=== WHAT YOU SHOULD DO ===
The entries below are to be reproduced exactly, with their pictures omitted.
____ SUPPLIED RECORDS
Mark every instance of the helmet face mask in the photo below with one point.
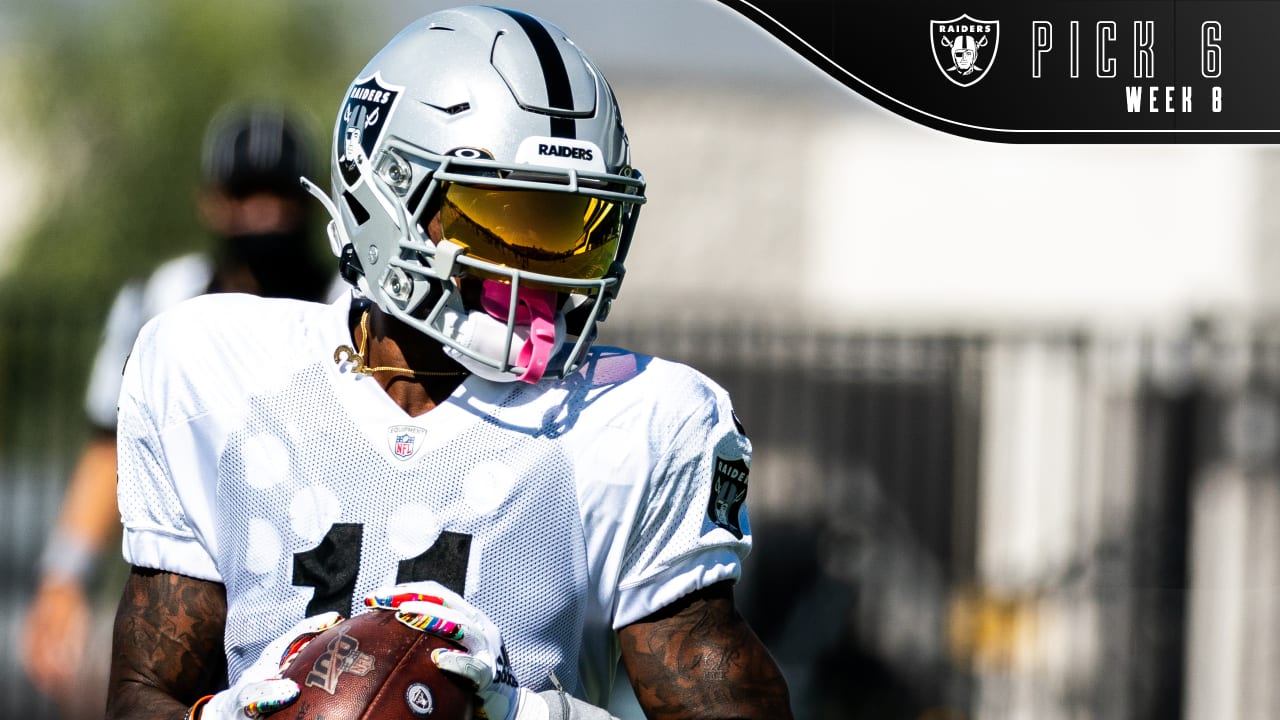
(506, 163)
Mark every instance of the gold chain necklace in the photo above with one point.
(347, 354)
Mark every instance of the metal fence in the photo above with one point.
(984, 525)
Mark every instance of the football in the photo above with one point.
(373, 668)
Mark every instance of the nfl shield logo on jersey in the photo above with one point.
(405, 440)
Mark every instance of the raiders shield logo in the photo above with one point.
(728, 492)
(964, 48)
(364, 117)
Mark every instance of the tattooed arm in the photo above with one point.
(167, 650)
(698, 659)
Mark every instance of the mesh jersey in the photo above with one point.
(565, 510)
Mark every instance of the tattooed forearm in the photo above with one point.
(700, 660)
(167, 648)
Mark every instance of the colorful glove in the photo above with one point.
(260, 689)
(430, 607)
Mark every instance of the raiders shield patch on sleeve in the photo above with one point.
(728, 493)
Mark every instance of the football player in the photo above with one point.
(251, 203)
(447, 443)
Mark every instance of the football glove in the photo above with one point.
(432, 607)
(260, 689)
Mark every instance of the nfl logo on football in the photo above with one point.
(964, 48)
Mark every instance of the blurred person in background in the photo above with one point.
(257, 213)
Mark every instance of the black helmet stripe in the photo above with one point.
(560, 94)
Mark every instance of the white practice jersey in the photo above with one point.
(565, 510)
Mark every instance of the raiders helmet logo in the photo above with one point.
(964, 48)
(364, 118)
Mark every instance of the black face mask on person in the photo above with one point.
(282, 263)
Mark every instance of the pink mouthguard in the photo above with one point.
(534, 308)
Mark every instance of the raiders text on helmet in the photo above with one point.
(492, 126)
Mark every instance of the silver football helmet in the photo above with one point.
(483, 191)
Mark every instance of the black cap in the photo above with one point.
(255, 149)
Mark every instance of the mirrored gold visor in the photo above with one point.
(554, 233)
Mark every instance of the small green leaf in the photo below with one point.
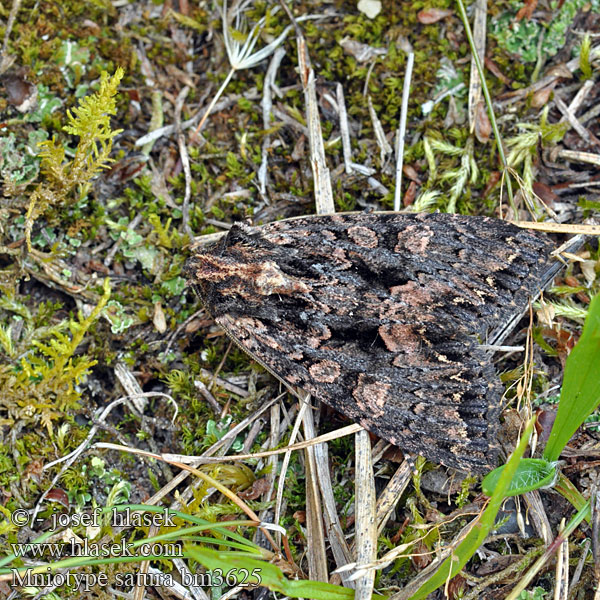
________
=== ANSWER BOX ===
Mark every instance of the helmet face mask in the photo below with one point.
(506, 163)
Mark every instance of the gold chain necklace in the photo above with one point.
(347, 354)
Mark every instance of the metal fence in the photo above with one point.
(984, 525)
Mark every instance of the football in the photo above with one point.
(373, 668)
Mark every instance of the nfl shield logo on jersey in the photo above with one point.
(405, 440)
Mark every instance of the raiders shield logo in the photo above with one point.
(728, 492)
(964, 48)
(364, 117)
Mark every instance of the tattooed arm in the photo above with one point.
(167, 650)
(698, 659)
Mark every instance of the mesh jersey in the photo above with one point.
(565, 510)
Mark every instance of the tattooed forearm in the photo above with one point.
(700, 660)
(167, 648)
Mark every instance of the colorful glove in the photo above with one point.
(260, 689)
(430, 607)
Mark every instance of the raiders shield patch on sleeve in the photo above with one point.
(728, 493)
Mark every instance of the football player in the photo above with one point.
(251, 203)
(447, 443)
Mark every instance of the football glove in the photo above with one point.
(432, 607)
(260, 689)
Mark every instance of the nfl logo on football in the photo above with one point.
(964, 48)
Mark every instance of the blurred person in background in the photo above with one point.
(257, 213)
Mark every instance of the black helmet stripe in the photo above with one point.
(560, 94)
Mark every instance of the white practice jersey in the photo above with one point.
(565, 510)
Mark every instance of the raiders helmet logo in the photo above with one point.
(964, 48)
(364, 118)
Mark every instance of the black face mask on person in the photo above with one point.
(282, 263)
Mark every instance of the pink mouthguard in the photo above with one point.
(534, 308)
Mark every instance of the raiders text on helmet in the photo above with one point.
(492, 126)
Mark every instance of the silver football helmet in the photo above with one point.
(483, 191)
Mark every instance of the black cap in the photo above with one point.
(255, 149)
Mark every instance of the mirrored gold visor in the photo above with one point.
(554, 233)
Mark every instance of the small green leaf in the photo below with one point.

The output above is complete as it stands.